**SELECTION:**
<<<<

A second fluid may be produced from the formation following
injection of the first fluid into the formation. The second fluid
may include material dissolved in the first fluid. For example, the
second fluid may include carbonic acid or other hydrated carbonate
compounds formed from the dissolution of nahcolite in the first
fluid. The second fluid may also include minerals and/or metals.
The minerals and/or metals may include sodium, aluminum,
phosphorus, and other elements.
Solution mining the formation before the in situ heat treatment
process allows initial heating of the formation to be provided by
heat transfer from the first fluid used during solution mining.
Solution mining nahcolite or other minerals that decompose or
dissociate by means of endothermic reactions before the in situ
heat treatment process avoids having energy supplied to heat the
formation being used to support these endothermic reactions.
Solution mining allows for production of minerals with commercial
value. Removing nahcolite or other minerals before the in situ heat
treatment process removes mass from the formation. Thus, less mass
is present in the formation that needs to be heated to higher
temperatures and heating the formation to higher temperatures may
be achieved more quickly and/or more efficiently. Removing mass
from the formation also may increase the permeability of the
formation. Increasing the permeability may reduce the number of
production wells needed for the in situ heat treatment process. In
certain embodiments, solution mining before the in situ heat
treatment process reduces the time delay between startup of heating
of the formation and production of hydrocarbons by two years or
more.
FIG. 232 depicts an embodiment of solution mining well 938.
Solution mining well 938 may include insulated portion 940, input
942, packer 944, and return 946. Insulated portion 940 may be
adjacent to overburden 458 of the formation. In some embodiments,
insulated portion 940 is low conductivity cement. The cement may be
low density, low conductivity vermiculite cement or foam cement.
Input 942 may direct the first fluid to treatment area 882.
Perforations or other types of openings in input 942 allow the
first fluid to contact formation material in treatment area 882.
Packer 944 may be a bottom seal for input 942. First fluid passes
through input 942 into the formation. First fluid dissolves
minerals and becomes second fluid. The second fluid may be denser
than the first fluid. An entrance into return 946 is typically
located below the perforations or openings that allow the first
fluid to enter the formation. Second fluid flows to return 946. The
second fluid is removed from the formation through return 946.
FIG. 233 depicts a representation of an embodiment of solution
mining well 938. Solution mining well 938 may include input 942 and
return 946 in casing 948. Inlet 942 and/or return 946 may be coiled
tubing.
FIG. 234 depicts a representation of an embodiment of solution
mining well 938. Insulating portions 940 may surround return 946.

>>>>

**MATERIAL SUPPLIED:**
<<<<

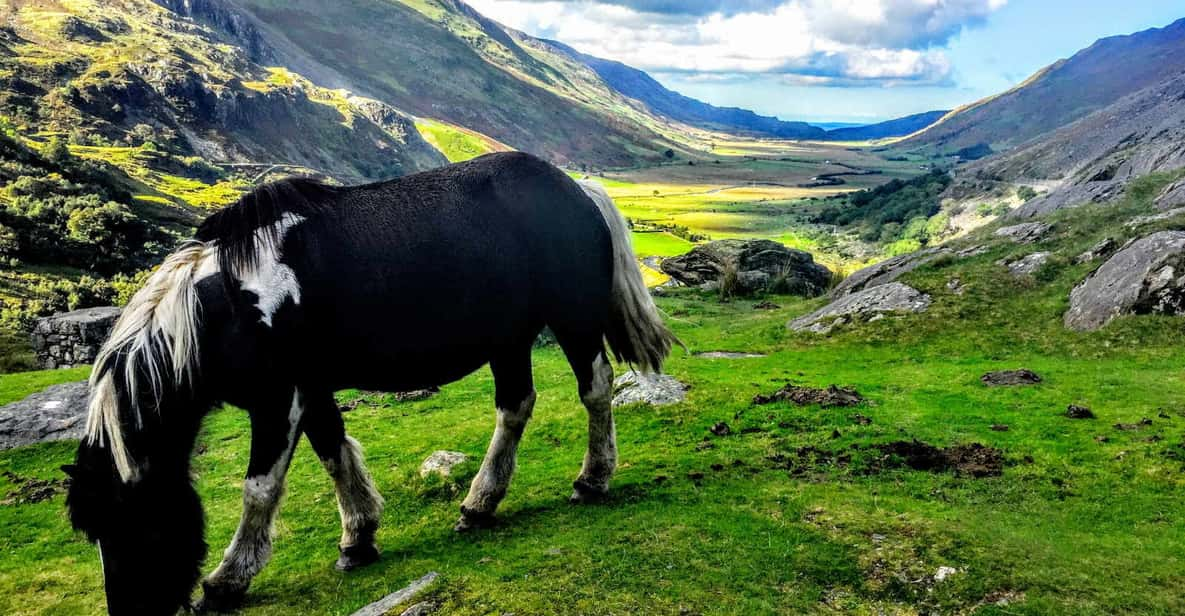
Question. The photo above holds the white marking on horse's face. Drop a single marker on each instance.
(271, 281)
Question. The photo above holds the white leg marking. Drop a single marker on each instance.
(251, 546)
(601, 457)
(489, 486)
(359, 502)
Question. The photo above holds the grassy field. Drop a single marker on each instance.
(792, 513)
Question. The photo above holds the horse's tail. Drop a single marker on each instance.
(635, 331)
(152, 347)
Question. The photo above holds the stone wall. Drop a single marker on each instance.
(72, 339)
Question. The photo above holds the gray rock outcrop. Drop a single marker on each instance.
(864, 306)
(57, 414)
(441, 463)
(651, 389)
(885, 271)
(1027, 264)
(72, 339)
(1172, 197)
(1024, 232)
(760, 263)
(1147, 276)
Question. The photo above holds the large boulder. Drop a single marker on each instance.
(72, 339)
(863, 306)
(885, 271)
(57, 414)
(758, 264)
(1172, 197)
(1024, 232)
(1147, 276)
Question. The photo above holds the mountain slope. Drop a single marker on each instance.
(103, 68)
(891, 128)
(441, 59)
(1095, 158)
(641, 87)
(1065, 91)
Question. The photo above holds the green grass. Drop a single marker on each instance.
(455, 142)
(1073, 526)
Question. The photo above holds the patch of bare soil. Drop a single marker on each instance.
(1010, 378)
(30, 491)
(832, 396)
(973, 460)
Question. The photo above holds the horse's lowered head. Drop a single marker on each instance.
(148, 531)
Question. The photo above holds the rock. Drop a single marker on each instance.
(1029, 264)
(890, 297)
(421, 609)
(1099, 250)
(1145, 277)
(442, 463)
(401, 596)
(57, 414)
(1024, 232)
(758, 263)
(651, 389)
(1010, 378)
(885, 271)
(943, 572)
(1173, 196)
(728, 354)
(72, 339)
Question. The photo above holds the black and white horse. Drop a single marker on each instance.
(302, 289)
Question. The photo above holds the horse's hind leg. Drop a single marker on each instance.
(358, 501)
(594, 379)
(514, 398)
(275, 430)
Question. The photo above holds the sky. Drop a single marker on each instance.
(833, 61)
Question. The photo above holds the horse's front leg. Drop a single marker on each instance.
(514, 398)
(275, 431)
(359, 502)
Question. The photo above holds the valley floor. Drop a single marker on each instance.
(794, 512)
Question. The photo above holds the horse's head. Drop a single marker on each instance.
(148, 531)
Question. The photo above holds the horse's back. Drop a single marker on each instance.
(420, 281)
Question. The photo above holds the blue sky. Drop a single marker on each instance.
(856, 61)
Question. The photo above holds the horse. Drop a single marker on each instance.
(301, 289)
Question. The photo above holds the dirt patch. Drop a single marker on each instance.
(832, 396)
(30, 491)
(1010, 378)
(973, 460)
(1138, 425)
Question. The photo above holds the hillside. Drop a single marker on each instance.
(120, 72)
(1062, 92)
(891, 128)
(443, 61)
(658, 98)
(1094, 159)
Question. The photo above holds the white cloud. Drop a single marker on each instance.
(820, 42)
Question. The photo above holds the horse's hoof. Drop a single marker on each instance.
(585, 493)
(473, 520)
(357, 556)
(219, 598)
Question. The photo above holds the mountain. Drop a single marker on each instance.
(1062, 92)
(658, 98)
(441, 59)
(892, 128)
(1094, 159)
(116, 74)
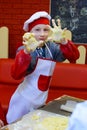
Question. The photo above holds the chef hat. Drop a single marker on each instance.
(40, 17)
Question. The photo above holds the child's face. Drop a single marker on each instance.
(41, 32)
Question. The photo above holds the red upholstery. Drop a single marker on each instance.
(7, 83)
(69, 79)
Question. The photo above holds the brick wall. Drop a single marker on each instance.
(13, 13)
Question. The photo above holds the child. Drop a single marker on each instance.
(36, 61)
(2, 117)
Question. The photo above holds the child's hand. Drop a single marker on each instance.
(56, 33)
(30, 42)
(1, 123)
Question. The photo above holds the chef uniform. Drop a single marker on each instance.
(32, 93)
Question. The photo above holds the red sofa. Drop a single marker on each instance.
(68, 79)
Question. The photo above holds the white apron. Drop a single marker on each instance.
(32, 92)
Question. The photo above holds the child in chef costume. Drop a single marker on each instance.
(35, 61)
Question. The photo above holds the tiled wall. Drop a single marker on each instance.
(13, 13)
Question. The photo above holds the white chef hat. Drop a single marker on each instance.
(40, 17)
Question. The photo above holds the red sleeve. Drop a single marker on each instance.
(70, 51)
(21, 64)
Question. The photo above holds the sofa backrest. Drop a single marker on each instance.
(70, 75)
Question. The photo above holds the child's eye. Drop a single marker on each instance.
(37, 29)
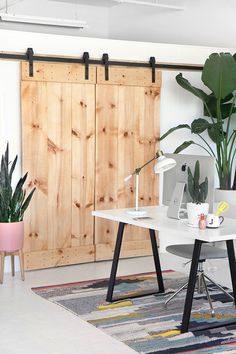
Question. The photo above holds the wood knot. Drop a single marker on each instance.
(77, 204)
(75, 133)
(35, 125)
(83, 104)
(89, 136)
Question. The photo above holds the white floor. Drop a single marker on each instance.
(30, 324)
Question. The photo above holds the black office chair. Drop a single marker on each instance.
(207, 252)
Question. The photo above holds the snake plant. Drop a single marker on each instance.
(13, 202)
(198, 191)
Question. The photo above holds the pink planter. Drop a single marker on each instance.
(11, 236)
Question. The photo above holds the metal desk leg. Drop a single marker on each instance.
(232, 265)
(191, 286)
(115, 261)
(157, 261)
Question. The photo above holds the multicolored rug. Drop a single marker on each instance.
(144, 323)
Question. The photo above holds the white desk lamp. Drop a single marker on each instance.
(163, 164)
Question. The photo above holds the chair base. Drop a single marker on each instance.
(201, 288)
(3, 254)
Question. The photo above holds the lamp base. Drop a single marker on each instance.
(136, 212)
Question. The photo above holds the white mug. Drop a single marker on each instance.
(214, 220)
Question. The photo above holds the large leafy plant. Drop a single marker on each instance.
(13, 203)
(198, 191)
(219, 75)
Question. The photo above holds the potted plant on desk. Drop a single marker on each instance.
(198, 192)
(13, 204)
(214, 131)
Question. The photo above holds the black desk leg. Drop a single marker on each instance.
(115, 261)
(157, 261)
(232, 265)
(191, 286)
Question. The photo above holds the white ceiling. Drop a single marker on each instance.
(202, 22)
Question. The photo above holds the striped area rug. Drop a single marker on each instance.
(144, 323)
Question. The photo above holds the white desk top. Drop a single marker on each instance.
(160, 222)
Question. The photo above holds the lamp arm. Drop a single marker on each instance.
(138, 169)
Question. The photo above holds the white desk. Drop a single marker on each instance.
(160, 222)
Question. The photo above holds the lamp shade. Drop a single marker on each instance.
(164, 164)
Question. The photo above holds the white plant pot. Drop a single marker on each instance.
(194, 211)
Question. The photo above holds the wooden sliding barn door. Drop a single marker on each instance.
(58, 134)
(127, 131)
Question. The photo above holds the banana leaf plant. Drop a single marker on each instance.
(215, 126)
(13, 202)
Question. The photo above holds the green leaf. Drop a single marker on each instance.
(27, 201)
(215, 132)
(12, 168)
(197, 171)
(183, 146)
(219, 74)
(187, 86)
(224, 107)
(199, 125)
(181, 126)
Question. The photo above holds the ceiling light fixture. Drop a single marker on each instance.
(47, 21)
(148, 3)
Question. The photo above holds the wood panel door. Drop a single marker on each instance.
(58, 134)
(127, 132)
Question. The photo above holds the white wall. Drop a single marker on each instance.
(177, 106)
(203, 22)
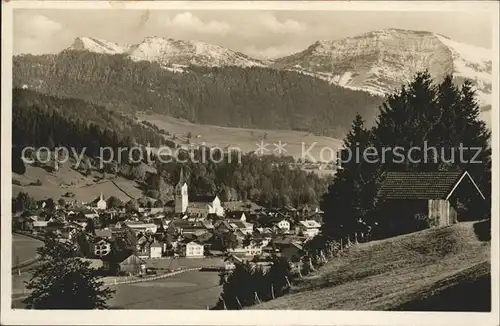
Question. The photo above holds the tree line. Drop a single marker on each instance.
(226, 96)
(440, 114)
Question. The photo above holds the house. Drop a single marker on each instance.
(205, 205)
(309, 228)
(181, 199)
(246, 228)
(138, 226)
(222, 226)
(192, 250)
(283, 225)
(103, 233)
(102, 247)
(245, 206)
(132, 264)
(253, 249)
(236, 215)
(94, 263)
(231, 261)
(442, 196)
(156, 250)
(292, 251)
(101, 203)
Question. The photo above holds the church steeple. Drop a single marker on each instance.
(181, 194)
(181, 178)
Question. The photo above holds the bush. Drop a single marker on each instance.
(423, 221)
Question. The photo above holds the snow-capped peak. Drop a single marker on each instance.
(169, 52)
(92, 44)
(381, 61)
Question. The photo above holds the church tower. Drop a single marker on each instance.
(181, 196)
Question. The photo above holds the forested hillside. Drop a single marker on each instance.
(226, 96)
(41, 120)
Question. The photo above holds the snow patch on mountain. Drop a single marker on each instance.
(473, 63)
(381, 61)
(92, 44)
(170, 53)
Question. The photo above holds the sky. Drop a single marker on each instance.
(261, 34)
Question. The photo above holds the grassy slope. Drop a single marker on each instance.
(54, 185)
(420, 271)
(245, 139)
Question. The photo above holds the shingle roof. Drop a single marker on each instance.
(418, 185)
(202, 199)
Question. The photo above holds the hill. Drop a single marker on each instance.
(425, 270)
(243, 138)
(382, 60)
(231, 96)
(85, 188)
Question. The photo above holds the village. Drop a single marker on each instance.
(120, 241)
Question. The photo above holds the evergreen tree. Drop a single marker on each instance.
(350, 196)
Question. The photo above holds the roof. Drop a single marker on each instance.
(239, 224)
(235, 214)
(310, 224)
(242, 206)
(104, 233)
(421, 185)
(202, 199)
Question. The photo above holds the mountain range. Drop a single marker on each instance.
(318, 90)
(377, 62)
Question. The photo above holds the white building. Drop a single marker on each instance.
(101, 203)
(193, 250)
(309, 228)
(284, 225)
(155, 250)
(181, 195)
(102, 248)
(138, 226)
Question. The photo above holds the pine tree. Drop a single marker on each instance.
(350, 196)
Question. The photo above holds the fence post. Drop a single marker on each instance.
(239, 303)
(257, 297)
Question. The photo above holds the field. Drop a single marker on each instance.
(247, 139)
(190, 290)
(56, 184)
(437, 269)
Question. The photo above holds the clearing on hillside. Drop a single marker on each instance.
(85, 188)
(437, 269)
(248, 139)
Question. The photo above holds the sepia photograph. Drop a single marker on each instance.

>>>>

**WHAT TO WORK ON:**
(A) In the solution mining passage, translate this sentence into Spanish: "Removing mass from the formation also may increase the permeability of the formation."
(B) Copy the solution mining passage word for word from "FIG. 232 depicts" to "or foam cement.".

**TASK RESULTS:**
(A) Eliminar masa de la formación también puede aumentar la permeabilidad de la formación.

(B)
FIG. 232 depicts an embodiment of solution mining well 938.
Solution mining well 938 may include insulated portion 940, input
942, packer 944, and return 946. Insulated portion 940 may be
adjacent to overburden 458 of the formation. In some embodiments,
insulated portion 940 is low conductivity cement. The cement may be
low density, low conductivity vermiculite cement or foam cement.